STORED DATA
++++++
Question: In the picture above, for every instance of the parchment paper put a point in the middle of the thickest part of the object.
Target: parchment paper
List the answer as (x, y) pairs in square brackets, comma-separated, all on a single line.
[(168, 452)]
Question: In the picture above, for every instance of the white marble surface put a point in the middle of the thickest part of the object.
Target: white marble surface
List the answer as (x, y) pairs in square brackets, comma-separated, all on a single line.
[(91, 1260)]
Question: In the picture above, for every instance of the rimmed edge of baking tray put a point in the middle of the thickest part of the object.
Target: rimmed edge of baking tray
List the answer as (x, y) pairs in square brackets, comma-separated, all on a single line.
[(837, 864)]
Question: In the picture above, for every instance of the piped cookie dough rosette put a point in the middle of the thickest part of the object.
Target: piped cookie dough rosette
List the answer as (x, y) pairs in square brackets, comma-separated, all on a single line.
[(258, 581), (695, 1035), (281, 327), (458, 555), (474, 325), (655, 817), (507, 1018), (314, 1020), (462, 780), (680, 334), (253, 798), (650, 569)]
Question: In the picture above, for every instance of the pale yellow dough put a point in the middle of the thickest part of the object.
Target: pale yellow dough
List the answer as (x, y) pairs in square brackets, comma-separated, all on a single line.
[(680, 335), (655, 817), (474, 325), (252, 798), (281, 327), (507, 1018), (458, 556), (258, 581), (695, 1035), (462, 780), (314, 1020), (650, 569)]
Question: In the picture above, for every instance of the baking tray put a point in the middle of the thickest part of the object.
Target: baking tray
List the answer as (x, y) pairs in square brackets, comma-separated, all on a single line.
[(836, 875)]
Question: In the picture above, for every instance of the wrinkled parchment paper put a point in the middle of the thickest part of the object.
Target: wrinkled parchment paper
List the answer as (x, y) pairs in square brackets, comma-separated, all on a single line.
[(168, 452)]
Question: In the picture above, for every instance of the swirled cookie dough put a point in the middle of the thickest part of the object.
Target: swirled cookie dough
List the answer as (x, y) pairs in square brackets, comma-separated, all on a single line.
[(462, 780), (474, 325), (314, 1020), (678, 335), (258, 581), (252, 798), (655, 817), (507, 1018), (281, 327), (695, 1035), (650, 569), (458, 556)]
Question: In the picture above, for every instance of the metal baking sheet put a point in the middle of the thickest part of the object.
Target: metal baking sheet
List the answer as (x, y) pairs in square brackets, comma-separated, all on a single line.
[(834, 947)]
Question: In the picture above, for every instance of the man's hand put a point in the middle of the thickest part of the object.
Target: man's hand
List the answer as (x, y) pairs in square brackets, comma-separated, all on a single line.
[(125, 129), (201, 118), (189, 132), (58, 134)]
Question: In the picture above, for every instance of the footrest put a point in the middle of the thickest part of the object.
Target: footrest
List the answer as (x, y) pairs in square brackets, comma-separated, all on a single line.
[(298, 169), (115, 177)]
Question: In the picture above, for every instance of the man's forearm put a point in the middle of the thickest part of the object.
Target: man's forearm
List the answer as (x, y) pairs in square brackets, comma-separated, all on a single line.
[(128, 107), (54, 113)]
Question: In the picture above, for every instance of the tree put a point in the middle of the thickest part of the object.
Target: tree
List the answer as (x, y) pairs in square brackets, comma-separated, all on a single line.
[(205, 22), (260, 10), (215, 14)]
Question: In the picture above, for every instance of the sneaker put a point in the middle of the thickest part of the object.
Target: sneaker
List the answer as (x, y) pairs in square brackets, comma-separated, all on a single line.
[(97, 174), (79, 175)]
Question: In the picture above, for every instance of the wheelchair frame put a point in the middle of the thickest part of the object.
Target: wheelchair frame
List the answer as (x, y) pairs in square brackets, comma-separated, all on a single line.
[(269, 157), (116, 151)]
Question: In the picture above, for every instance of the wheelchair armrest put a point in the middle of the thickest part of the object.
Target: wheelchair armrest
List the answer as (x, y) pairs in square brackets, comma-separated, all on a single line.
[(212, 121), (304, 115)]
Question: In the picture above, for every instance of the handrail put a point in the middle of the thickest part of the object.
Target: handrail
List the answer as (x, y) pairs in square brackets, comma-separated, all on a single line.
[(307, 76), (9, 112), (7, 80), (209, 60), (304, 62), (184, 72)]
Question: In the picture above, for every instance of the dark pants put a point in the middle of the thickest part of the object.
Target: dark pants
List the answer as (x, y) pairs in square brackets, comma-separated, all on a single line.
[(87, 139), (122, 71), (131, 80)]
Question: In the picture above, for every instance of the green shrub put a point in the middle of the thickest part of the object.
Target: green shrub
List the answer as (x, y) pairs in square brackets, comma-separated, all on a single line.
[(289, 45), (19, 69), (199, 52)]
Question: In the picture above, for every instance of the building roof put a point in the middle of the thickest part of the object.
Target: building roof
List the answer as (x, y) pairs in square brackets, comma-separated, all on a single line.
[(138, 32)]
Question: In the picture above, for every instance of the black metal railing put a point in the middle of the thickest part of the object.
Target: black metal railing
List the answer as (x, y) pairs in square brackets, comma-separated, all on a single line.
++++++
Scan each line of the entries above for the word "shrub" and report how many lines contain it, with nothing else.

EXERCISE SOLUTION
2